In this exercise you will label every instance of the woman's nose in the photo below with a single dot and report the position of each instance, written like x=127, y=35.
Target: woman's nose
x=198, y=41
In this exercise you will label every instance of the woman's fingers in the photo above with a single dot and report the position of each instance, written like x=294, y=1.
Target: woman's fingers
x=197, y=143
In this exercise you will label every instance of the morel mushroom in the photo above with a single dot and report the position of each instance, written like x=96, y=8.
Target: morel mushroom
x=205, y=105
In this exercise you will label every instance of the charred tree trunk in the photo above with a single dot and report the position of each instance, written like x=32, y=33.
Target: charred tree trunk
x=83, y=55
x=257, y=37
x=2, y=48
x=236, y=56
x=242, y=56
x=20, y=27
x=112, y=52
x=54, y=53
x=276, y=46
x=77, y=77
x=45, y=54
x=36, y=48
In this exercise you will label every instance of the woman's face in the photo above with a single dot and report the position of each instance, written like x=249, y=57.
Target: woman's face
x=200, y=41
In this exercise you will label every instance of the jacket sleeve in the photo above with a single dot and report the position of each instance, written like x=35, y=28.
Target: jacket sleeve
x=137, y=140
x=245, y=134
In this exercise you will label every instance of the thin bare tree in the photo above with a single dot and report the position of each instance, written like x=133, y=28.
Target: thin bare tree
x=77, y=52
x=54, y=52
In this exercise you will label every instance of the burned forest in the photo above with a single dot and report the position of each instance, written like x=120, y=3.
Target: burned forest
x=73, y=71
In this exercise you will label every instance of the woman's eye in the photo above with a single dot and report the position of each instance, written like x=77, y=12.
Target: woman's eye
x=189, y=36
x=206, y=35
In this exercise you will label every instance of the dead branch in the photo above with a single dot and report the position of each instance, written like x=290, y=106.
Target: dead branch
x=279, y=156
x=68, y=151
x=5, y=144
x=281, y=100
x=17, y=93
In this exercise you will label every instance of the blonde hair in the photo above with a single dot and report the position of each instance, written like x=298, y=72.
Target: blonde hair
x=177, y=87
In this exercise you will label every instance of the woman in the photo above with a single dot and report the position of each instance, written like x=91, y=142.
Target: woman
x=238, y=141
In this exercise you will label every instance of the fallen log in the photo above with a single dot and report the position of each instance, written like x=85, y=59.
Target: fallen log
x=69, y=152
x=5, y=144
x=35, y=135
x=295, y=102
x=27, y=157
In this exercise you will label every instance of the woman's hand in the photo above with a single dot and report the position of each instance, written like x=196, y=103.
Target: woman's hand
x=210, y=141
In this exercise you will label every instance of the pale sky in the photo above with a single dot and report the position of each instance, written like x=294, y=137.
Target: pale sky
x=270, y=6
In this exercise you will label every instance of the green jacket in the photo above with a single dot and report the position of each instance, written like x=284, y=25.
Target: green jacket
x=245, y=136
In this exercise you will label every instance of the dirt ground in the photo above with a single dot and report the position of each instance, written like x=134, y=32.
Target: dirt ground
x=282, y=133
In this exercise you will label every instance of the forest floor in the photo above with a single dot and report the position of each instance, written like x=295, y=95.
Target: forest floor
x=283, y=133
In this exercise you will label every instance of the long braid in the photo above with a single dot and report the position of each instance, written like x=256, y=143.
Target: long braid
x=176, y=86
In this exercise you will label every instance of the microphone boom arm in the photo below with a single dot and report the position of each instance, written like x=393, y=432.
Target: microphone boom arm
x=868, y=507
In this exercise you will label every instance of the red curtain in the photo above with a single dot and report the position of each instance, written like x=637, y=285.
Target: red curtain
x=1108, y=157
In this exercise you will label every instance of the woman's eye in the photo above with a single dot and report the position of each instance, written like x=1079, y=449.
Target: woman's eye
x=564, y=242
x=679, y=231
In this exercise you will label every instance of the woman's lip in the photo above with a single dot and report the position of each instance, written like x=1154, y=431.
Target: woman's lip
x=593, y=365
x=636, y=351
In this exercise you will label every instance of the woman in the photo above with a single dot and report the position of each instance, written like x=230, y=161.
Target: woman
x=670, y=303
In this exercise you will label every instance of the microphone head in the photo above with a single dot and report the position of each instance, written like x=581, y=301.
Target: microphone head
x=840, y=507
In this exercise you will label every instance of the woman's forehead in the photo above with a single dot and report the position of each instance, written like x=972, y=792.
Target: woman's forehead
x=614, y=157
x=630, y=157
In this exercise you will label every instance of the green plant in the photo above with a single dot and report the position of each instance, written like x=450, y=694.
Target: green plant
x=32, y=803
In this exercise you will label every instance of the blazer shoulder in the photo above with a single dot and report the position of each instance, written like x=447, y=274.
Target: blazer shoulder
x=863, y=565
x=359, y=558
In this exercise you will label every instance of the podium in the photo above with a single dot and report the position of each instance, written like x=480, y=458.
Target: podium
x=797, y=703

> Problem statement:
Provide only the count of lines within the entries above that include the string "below".

> Problem solution:
2